> **EXERCISE OBJECTIVE**: Arrange the records below as a JSON list of strings, one string per line with blank lines skipped. Include only the stretch from the line containing "of the blurred" through the end of the records.

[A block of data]
------------------------------------------------------------------------

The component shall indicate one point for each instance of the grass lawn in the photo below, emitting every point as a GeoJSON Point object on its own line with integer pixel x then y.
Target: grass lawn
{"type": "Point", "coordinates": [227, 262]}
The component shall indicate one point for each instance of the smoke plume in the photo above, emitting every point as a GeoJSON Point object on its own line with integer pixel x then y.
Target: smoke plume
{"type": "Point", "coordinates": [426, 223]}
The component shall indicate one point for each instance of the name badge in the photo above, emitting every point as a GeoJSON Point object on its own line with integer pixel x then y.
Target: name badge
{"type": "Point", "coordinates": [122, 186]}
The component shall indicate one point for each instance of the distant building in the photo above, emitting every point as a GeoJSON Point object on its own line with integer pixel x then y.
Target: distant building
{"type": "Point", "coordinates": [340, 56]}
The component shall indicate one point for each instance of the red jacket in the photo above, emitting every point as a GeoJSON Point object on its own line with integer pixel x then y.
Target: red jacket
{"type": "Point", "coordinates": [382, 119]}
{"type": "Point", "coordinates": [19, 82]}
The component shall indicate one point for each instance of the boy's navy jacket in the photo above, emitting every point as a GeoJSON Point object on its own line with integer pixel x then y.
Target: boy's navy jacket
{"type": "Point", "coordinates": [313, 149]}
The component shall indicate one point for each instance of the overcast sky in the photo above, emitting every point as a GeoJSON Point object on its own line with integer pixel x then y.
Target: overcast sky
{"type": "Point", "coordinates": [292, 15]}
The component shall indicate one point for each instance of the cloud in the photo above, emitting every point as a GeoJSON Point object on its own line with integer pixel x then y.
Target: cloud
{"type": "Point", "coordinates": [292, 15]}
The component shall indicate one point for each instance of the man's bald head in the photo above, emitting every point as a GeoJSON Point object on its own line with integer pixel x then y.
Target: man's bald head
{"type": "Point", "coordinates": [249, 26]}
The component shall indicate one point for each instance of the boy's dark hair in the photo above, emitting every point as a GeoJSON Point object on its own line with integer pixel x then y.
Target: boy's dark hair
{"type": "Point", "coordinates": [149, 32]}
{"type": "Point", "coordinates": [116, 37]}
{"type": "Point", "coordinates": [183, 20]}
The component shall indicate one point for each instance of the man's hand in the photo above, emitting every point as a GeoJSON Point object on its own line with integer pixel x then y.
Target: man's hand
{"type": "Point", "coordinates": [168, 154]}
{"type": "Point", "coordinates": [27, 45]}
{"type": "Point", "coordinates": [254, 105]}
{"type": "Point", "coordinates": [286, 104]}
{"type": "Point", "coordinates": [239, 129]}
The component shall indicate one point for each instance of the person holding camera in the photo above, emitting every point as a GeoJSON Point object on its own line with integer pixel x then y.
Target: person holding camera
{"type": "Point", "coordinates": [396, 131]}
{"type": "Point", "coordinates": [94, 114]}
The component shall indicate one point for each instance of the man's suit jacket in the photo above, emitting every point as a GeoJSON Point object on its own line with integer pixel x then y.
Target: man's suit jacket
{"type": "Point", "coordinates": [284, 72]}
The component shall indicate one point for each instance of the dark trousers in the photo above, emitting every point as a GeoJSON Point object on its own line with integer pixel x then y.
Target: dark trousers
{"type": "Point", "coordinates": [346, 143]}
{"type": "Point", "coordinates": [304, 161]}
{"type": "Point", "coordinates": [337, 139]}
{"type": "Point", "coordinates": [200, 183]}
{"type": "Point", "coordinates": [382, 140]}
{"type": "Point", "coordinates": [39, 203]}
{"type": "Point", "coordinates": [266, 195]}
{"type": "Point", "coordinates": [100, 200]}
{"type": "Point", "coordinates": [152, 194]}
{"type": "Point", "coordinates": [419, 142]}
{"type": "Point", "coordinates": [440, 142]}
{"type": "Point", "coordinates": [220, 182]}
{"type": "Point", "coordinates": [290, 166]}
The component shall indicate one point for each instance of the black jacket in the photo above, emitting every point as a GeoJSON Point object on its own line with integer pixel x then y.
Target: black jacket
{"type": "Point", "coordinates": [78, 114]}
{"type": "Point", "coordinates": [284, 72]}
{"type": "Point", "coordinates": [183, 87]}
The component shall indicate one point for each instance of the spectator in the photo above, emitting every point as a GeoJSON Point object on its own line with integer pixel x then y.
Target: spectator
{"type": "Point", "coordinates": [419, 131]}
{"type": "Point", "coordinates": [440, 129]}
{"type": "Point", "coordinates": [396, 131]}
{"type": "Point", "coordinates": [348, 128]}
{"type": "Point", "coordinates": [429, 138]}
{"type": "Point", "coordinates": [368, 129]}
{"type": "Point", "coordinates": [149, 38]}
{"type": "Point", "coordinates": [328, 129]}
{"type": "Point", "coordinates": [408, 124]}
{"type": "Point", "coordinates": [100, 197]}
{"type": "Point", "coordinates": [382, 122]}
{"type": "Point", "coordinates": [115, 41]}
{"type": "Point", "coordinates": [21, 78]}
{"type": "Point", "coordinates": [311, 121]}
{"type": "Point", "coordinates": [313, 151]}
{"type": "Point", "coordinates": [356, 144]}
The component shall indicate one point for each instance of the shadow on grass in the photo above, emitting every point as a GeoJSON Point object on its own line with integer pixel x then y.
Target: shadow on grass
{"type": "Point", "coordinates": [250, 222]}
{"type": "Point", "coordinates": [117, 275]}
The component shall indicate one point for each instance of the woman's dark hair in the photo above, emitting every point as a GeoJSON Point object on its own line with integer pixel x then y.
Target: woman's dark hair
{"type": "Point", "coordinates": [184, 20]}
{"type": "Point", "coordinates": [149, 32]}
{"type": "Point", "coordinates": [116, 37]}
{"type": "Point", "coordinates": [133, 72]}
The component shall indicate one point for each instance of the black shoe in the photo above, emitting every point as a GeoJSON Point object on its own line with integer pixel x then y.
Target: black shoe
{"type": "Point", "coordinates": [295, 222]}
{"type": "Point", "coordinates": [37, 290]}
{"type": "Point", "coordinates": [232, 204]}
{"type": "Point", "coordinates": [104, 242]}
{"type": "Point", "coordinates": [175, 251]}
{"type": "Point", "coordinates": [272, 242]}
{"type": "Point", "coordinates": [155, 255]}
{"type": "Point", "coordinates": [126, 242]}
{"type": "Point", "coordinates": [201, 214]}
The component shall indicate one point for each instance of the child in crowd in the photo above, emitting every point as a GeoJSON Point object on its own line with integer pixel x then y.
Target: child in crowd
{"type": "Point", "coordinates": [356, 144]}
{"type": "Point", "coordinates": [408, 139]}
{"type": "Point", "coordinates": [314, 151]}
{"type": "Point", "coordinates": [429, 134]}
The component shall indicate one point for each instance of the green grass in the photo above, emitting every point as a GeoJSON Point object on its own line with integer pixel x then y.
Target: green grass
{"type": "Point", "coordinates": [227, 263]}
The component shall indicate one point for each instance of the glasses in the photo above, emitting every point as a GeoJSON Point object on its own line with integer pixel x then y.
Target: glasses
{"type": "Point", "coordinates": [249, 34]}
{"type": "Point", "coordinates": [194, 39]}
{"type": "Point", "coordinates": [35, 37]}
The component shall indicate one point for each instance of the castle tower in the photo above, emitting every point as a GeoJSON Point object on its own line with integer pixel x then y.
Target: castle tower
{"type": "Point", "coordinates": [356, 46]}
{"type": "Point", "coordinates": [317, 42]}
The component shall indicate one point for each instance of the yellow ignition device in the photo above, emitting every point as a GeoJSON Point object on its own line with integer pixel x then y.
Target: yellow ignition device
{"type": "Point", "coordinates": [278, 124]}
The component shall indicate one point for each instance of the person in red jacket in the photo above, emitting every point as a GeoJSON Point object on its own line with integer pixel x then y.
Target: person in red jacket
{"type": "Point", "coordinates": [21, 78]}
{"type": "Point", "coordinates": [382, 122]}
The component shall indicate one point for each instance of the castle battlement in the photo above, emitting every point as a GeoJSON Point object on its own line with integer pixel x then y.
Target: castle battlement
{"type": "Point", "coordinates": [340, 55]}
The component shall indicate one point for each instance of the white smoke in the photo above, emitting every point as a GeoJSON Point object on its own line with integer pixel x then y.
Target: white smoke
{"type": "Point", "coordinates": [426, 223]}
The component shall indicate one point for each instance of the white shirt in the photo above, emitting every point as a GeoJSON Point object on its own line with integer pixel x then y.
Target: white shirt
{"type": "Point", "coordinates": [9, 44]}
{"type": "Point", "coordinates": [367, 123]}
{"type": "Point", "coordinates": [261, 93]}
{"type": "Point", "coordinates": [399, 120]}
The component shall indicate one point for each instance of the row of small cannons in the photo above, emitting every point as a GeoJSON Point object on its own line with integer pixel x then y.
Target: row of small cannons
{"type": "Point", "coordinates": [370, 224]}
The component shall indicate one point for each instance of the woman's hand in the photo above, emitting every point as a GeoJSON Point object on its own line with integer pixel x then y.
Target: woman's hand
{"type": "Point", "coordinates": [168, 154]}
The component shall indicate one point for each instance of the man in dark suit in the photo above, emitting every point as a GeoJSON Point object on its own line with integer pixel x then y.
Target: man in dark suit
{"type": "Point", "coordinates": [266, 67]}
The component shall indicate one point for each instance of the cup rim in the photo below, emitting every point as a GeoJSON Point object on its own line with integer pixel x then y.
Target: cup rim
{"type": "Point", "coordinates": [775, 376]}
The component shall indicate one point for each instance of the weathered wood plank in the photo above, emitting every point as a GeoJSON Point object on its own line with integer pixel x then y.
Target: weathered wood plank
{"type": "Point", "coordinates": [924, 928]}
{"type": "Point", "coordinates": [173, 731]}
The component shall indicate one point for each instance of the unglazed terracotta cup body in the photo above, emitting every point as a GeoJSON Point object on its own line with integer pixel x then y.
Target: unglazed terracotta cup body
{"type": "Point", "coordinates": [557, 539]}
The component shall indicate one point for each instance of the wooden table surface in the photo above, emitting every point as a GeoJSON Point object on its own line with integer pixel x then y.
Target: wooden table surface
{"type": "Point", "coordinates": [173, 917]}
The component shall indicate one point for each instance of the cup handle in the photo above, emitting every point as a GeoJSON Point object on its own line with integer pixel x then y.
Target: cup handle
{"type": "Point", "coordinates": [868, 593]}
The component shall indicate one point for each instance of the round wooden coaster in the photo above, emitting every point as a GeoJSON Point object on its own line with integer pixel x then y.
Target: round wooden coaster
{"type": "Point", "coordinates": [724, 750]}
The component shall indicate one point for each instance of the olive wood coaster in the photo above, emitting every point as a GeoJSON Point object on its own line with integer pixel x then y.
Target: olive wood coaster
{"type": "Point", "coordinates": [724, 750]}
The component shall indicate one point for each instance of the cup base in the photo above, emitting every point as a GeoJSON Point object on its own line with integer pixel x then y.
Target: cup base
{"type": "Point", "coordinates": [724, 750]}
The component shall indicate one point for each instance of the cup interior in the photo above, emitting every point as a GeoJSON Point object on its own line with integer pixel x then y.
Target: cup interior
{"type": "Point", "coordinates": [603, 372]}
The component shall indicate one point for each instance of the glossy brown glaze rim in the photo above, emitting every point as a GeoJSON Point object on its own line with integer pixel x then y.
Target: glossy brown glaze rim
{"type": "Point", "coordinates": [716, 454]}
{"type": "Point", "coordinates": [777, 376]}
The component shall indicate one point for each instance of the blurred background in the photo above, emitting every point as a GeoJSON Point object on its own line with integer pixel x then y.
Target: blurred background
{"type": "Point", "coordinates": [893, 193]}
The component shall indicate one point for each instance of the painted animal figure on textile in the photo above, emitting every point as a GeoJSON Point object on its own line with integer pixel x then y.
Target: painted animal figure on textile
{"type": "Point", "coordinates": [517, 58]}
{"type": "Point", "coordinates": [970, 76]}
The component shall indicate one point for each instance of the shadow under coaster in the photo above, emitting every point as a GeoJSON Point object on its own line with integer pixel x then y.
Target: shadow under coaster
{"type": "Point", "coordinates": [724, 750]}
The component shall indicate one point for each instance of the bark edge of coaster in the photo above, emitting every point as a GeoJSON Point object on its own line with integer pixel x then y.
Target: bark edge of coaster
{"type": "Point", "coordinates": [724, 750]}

------------------------------------------------------------------------

> **RESPONSE TO THIS TASK**:
[
  "The component shall indicate one point for each instance of the blurred background in the photo above, emitting every point as a GeoJSON Point object on its own line with integer pixel x then y.",
  "Target: blurred background",
  "{\"type\": \"Point\", \"coordinates\": [893, 193]}",
  "The component shall indicate one point for each instance of the painted animal figure on textile in the photo above, emitting every point as a GeoJSON Point object on its own line with integer pixel x then y.",
  "Target: painted animal figure on textile",
  "{\"type\": \"Point\", \"coordinates\": [517, 58]}",
  "{\"type\": \"Point\", \"coordinates\": [970, 76]}",
  "The component shall indicate one point for each instance of the shadow under coaster in the photo above, emitting every point as a GeoJSON Point object on its own line with integer pixel x then y.",
  "Target: shadow under coaster",
  "{\"type\": \"Point\", \"coordinates\": [724, 750]}",
  "The component shall indicate one point for each instance of the bark edge of coaster in the photo above, emitting every point as a GeoJSON Point object on its own line with integer pixel x then y.",
  "Target: bark edge of coaster",
  "{\"type\": \"Point\", \"coordinates\": [724, 750]}"
]